#### Metinden Bölüm:
Görüşler
Silivri’de kutlayalım!..
Üstad "Burhan Felek", bir yazısında dile getirmişti:
"Bu mesleğin emekliliği yok, emekçiliği var…"
Bu günleri görseydi tamamlardı:
"Hapisliği de var..."
………..
Daha dün gibi geliyor ama, bir yıl geçti...
2013'ün 10 Ocak'ından önce sesleniyordu Mustafa Balbay:
"10 Ocak Gazeteciler Günü" için bir önerim var…
"Bugün gazeteciliği Silivri'de yapın!"
Silivri yargılamalarının nasıl seyrettiğini yerinde görün…
"Bu çağrım tüm Türkiye'deki gazetecileredir."
Devam ediyordu Balbay:
-2 Haziran 2006'da şu başlıklı bir yazı yazmıştım:
"Ergenekon... Her yere kon..."
Her olayın Ergenekon adlı, varlığı hakkında kesin bilgilerin olmadığı bir örgüte bağlanmasını mizahla karışık eleştirmiştim.
Kaderimi yazmışım!
"Geldi bana da kondu!"
"Ergenekon" adının ilk benim yazımda telaffuz edilmiş olmayacağını, mahkemeye bu konuda ayrıntılı açıklama yapacağımı söyledim.
Meslektaşlarıma soruyorum:
"Yukarıda hiç özüne dokunmadan özetlediğim olay, gazeteciliğin yargılanması değilse, nedir?"
………..
Ve de bugün "Çalışan Gazeteciler Günü..."
Çok yönlüdür bu meslek...
Bir meslektaşımız her gün başka bir görevde..
Nihayet bir gün boş kalıyor ve elinde rakısıyla eve geliyor...
Şişeyi daha masaya koyarken, altı yaşındaki oğlu itiraz ediyor:
"Lütfen baba, işini eve getirme!"
......
Görüyorsunuz.. İki kadeh rakı bile işle karıştırılıyor! Ya hapiste?
Bugün özgür ama yine Balbay'a sorun bakalım..

Bir işaretleme veri setinden kayıtlar
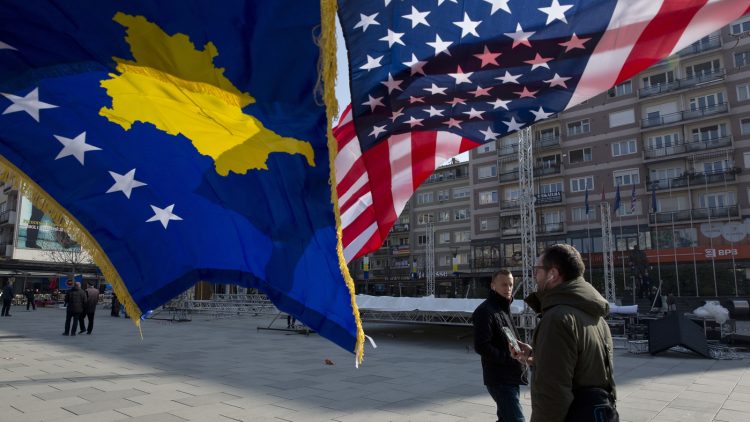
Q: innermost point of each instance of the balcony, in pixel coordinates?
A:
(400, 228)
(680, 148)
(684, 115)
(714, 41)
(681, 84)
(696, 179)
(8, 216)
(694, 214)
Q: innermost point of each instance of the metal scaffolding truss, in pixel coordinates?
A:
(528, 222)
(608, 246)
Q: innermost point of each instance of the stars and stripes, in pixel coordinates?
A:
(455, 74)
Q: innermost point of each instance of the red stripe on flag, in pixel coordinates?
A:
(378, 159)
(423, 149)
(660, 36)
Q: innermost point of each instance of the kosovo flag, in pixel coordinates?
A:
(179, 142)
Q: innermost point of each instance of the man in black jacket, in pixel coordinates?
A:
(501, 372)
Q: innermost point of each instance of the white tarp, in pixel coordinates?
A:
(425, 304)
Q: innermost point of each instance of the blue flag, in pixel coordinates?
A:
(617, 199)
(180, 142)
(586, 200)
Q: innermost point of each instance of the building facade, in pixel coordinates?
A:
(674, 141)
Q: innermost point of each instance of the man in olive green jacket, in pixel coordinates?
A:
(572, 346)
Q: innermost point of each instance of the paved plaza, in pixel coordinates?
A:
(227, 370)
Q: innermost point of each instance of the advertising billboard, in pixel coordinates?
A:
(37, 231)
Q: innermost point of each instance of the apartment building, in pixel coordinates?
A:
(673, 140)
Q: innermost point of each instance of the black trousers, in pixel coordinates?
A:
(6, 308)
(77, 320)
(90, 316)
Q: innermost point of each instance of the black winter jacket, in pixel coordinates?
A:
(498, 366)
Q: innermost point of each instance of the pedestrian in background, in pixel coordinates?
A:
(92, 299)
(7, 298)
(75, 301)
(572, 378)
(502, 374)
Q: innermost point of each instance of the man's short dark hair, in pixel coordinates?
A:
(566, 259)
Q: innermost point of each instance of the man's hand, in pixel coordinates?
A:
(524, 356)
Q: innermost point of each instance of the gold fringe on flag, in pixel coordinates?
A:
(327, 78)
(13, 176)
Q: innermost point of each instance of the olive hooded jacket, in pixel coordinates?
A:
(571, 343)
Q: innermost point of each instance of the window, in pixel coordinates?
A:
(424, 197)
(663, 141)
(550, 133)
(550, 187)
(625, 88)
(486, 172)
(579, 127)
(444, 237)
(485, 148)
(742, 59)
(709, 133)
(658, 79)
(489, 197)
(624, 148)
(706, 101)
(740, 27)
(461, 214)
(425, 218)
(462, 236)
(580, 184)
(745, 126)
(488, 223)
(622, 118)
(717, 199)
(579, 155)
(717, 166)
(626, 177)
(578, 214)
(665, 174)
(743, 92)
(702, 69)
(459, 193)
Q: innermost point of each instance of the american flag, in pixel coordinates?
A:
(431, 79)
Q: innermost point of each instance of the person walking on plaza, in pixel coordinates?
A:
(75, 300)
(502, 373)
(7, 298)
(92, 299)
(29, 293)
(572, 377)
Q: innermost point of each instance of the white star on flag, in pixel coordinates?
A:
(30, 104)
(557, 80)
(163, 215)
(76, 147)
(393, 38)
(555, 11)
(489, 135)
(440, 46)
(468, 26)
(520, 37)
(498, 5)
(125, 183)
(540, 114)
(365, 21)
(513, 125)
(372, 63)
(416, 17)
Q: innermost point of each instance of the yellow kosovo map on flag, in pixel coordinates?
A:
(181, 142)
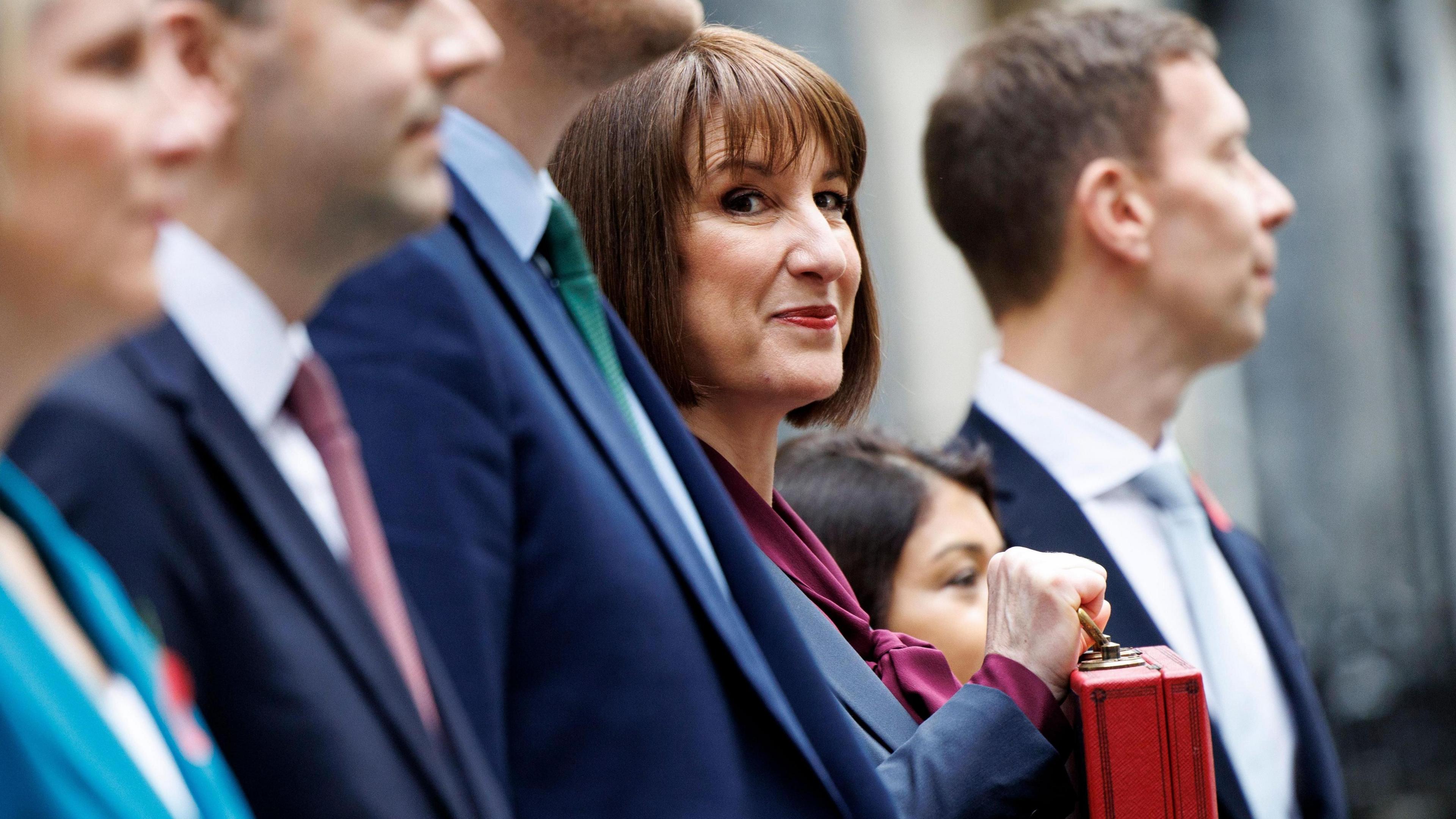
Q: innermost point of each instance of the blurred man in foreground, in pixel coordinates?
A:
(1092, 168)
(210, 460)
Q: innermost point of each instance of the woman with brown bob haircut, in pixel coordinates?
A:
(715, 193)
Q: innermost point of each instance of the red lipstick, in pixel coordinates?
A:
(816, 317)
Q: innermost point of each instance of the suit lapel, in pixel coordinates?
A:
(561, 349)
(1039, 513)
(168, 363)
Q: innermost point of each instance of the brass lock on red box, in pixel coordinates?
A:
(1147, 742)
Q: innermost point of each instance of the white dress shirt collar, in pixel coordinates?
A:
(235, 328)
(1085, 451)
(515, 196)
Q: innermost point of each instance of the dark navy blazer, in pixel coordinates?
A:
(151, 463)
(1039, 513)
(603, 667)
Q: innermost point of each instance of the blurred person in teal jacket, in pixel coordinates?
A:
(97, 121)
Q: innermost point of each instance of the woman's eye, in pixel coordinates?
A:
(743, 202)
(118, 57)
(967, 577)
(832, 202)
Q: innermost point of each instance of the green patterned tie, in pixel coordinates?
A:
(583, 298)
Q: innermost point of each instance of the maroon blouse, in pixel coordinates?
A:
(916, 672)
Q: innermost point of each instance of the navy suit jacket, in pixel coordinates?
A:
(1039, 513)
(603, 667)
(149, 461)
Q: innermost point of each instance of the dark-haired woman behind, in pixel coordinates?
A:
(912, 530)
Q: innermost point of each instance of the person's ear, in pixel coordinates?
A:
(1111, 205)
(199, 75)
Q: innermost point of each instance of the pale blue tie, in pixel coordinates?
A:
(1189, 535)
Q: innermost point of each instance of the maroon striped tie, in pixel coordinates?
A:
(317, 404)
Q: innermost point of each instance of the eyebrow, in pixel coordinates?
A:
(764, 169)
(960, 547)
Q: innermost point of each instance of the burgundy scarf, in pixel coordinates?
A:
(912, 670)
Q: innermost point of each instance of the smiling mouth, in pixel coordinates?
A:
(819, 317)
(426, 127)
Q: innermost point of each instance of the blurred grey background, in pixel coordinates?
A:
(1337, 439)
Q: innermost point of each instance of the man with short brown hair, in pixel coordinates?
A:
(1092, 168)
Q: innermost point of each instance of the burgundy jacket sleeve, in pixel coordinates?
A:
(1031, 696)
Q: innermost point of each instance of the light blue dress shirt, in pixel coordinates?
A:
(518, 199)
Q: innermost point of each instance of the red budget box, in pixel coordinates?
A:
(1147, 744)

...

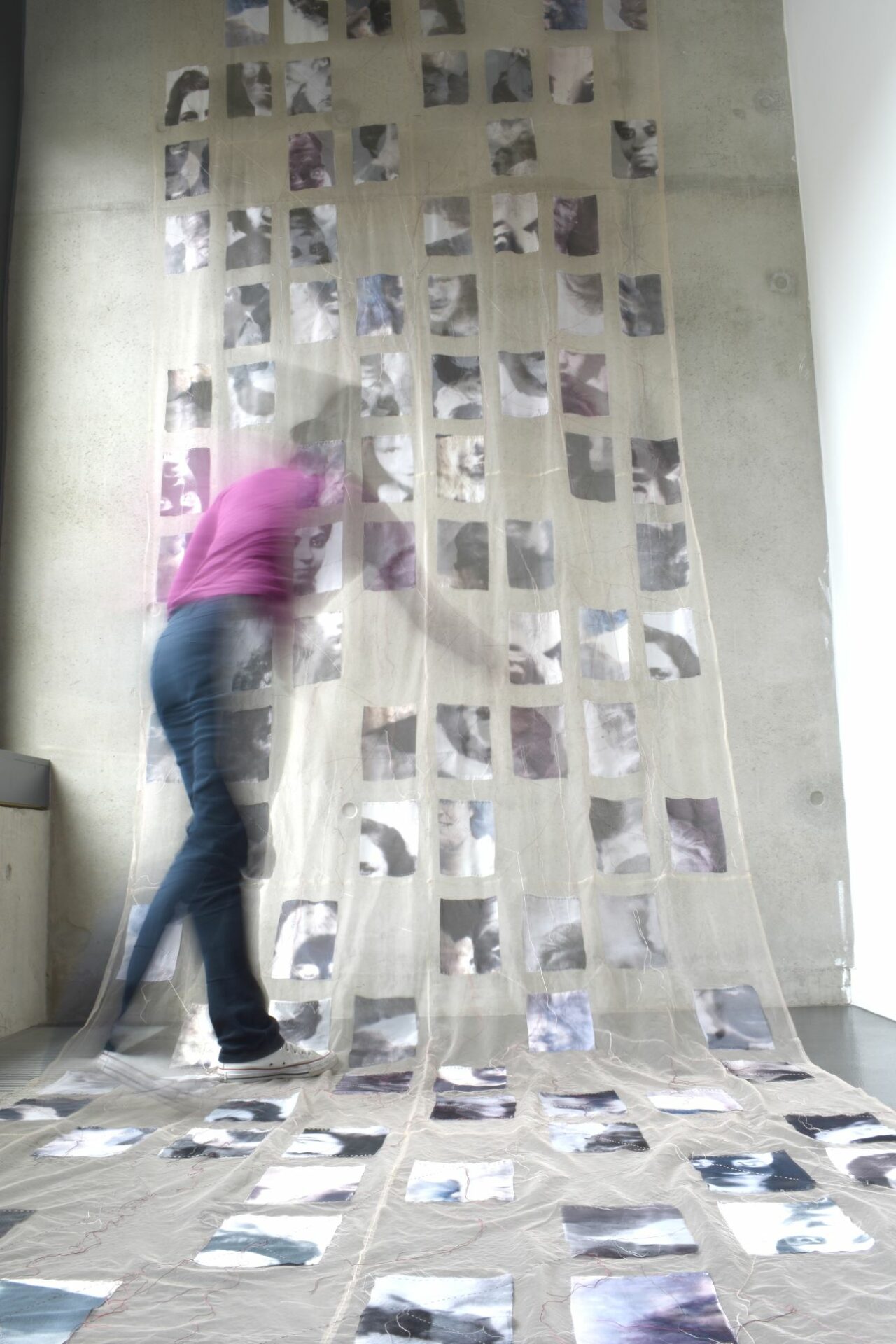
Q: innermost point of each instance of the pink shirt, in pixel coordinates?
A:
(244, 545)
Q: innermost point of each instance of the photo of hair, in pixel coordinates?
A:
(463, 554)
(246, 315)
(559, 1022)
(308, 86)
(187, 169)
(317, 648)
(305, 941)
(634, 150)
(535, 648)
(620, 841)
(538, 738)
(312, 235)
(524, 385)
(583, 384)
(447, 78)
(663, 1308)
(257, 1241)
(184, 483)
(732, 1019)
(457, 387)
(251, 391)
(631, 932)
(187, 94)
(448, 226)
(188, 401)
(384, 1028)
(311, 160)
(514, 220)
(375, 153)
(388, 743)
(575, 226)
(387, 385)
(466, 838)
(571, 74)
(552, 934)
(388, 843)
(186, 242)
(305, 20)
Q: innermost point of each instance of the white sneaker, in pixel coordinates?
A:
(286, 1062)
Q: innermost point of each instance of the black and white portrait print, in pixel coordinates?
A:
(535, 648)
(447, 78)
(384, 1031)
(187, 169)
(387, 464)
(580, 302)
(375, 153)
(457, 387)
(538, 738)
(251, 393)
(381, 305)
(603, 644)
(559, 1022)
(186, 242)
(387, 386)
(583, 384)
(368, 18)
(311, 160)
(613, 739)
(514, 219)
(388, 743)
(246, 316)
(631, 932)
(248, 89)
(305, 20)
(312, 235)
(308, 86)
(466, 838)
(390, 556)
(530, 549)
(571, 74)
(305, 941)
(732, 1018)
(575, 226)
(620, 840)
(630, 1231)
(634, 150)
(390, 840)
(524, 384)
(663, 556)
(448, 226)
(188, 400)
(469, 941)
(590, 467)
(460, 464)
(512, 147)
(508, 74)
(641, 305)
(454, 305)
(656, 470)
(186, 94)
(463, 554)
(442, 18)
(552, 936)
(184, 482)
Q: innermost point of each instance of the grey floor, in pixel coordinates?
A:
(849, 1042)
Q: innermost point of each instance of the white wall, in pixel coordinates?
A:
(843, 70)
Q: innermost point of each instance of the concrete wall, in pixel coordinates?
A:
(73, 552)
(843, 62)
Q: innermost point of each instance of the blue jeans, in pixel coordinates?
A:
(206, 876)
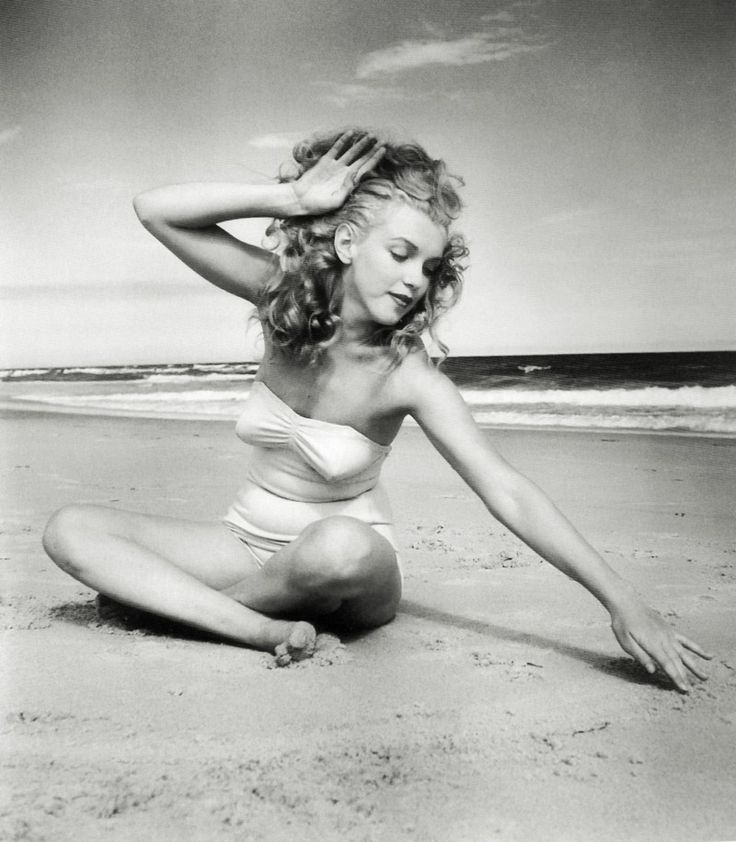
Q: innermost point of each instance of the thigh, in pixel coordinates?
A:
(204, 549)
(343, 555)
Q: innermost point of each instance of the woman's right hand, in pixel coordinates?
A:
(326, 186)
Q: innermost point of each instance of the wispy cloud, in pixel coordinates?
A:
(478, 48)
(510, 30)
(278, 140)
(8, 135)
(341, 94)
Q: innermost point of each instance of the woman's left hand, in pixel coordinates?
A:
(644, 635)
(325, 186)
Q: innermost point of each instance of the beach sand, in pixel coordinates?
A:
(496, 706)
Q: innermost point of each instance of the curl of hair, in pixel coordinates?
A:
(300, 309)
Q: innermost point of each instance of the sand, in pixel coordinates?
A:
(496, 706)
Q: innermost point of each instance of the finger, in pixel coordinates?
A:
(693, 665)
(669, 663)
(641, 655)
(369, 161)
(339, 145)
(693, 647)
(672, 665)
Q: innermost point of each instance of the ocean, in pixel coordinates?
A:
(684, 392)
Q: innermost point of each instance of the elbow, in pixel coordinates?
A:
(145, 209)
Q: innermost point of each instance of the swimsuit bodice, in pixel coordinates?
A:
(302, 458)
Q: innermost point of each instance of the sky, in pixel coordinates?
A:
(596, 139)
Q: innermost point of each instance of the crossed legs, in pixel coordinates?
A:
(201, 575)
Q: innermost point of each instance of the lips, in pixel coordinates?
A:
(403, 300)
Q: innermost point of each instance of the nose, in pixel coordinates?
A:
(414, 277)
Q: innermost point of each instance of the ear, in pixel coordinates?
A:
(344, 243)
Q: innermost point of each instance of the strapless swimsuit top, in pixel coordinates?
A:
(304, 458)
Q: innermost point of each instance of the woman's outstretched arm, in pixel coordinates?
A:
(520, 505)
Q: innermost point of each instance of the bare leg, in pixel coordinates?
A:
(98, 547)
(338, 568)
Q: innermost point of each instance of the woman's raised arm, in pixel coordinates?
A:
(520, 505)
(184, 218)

...

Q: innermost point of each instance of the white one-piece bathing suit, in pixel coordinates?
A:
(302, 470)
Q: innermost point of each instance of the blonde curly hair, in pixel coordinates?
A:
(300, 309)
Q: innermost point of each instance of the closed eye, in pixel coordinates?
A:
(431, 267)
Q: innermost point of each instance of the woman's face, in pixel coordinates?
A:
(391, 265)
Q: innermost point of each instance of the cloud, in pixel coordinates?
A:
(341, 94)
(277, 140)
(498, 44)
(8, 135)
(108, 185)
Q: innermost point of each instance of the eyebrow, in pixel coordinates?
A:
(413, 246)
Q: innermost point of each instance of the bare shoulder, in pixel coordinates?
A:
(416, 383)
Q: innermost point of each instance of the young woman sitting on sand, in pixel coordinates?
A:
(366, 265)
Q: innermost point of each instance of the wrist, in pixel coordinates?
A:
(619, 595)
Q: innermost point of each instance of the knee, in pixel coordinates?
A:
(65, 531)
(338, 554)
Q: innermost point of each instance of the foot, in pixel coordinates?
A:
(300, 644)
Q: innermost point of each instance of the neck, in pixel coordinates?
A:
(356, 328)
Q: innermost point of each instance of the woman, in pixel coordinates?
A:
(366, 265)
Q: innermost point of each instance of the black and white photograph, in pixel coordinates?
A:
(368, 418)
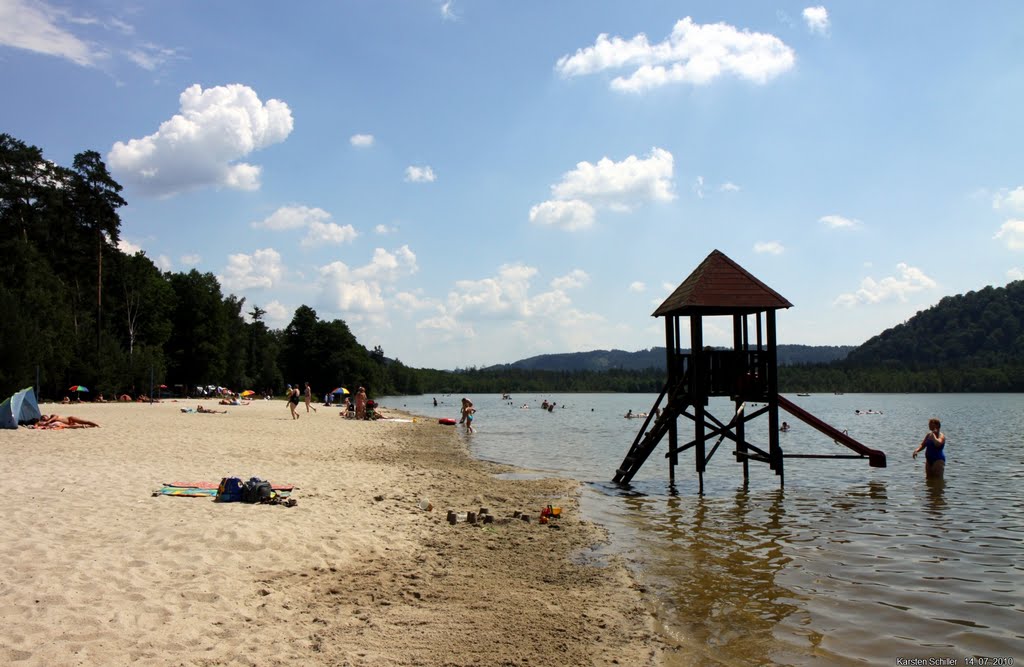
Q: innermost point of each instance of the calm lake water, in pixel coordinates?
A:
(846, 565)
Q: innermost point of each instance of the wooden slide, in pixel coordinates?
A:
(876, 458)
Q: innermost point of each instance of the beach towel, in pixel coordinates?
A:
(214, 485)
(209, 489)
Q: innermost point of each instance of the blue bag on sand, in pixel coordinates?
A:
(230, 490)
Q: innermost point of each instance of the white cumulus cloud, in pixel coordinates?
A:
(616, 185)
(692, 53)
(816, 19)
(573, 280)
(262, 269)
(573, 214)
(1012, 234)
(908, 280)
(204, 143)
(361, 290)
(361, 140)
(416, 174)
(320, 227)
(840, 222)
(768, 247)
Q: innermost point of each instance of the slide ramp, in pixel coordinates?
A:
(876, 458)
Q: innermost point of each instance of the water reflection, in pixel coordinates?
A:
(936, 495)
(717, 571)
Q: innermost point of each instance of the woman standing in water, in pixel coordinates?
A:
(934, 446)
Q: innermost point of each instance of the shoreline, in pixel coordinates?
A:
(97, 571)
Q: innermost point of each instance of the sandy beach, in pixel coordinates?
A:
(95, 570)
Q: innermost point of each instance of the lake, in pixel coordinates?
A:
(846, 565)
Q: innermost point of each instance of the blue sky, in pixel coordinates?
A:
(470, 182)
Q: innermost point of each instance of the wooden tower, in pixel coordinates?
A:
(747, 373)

#### Alıştırma Görevleri:
1 – Gazeteciler Günü yazısında "Çok yönlüdür bu" sözlerinden "Balbay'a sorun bakalım.." sözlerine kadar olan kısmı hiç değiştirmeden geri verin.
2 – Gazeteciler Günü yazısına göre şu soruları yanıtlayın:
(a) Balbay'ın 2 Haziran 2006'da yazdığı yazının başlığı neydi?
(b) Rakı şişesine itiraz eden çocuk kaç yaşındaydı?
(c) Balbay, gazetecilere 10 Ocak'ta gazeteciliği nerede yapmalarını önerdi?
3 – Gazeteciler Günü yazısını bittiği yerden devam ettirin.

#### Görev Sonuçları:
1 –
Çok yönlüdür bu meslek...
Bir meslektaşımız her gün başka bir görevde..
Nihayet bir gün boş kalıyor ve elinde rakısıyla eve geliyor...
Şişeyi daha masaya koyarken, altı yaşındaki oğlu itiraz ediyor:
"Lütfen baba, işini eve getirme!"
......
Görüyorsunuz.. İki kadeh rakı bile işle karıştırılıyor! Ya hapiste?
Bugün özgür ama yine Balbay'a sorun bakalım..

2 –
(a) "Ergenekon... Her yere kon..."
(b) Altı yaşındaydı.
(c) Silivri'de.

3 –
Gelin görün” diyor…
“Hapisteki gazeteciliği yaşayın!”
Erdoğan'a göre Eskişehir oyu...
Geçtiğimiz yılın Nisan ayında Başbakan Erdoğan'ın ilginç bir sözü vardı...
Partisinin Ege Bölgesi milletvekilleri, belediye ve teşkilat yöneticileriyle bir araya gelen Erdoğan, "Kendinize çeki düzen verin" dedi:
" 4 ilde kritik durum var. Eskişehir'de CHP'nin oyları yüzde 77'ye ulaştı..."
23 Nisan Salı günü yine bu köşede şöyle yorumlamıştık Başbakan'ın sözlerini:
- Kuşkusuz ki, Erdoğan kendi yaptırdığı anketten söz ediyor...
Ama bizim de hiç kuşkumuz yok ki..
"Tamamen gerçek dışı..."
Başbakan'ın akıllı bir taktiği...
Yol veriyor:
"Rahat olsunlar" diyor ve ekliyor:
"Hele maça 2-0 başlasınlar da!"
İçinden tabii...
Başbakan'ın bu sözlerini dostlara sorduk...
10 kişiden biri bile "Doğrudur" demedi...
Hatta, "Erdoğan Eskişehir'deki CHP'lilerle dalga geçiyor” diyenler oldu...
Sözün kısası..
"Yüzde 77'ye inanan yok."
Dahası..
"Gülüp geçen çok!"
Peki, "size göre nasıl?" diye soranlara da yanıt verelim:
"Bu seçimden önce daha neler olacağını kestirmek zor değil. Özellikle Büyükşehir Belediyesi'ni itibarsızlaştırmak için her şey yapılacak..."
Ya seçim?
"Yapılan her şey de ters tepebilir..."
Bir bakarsınız..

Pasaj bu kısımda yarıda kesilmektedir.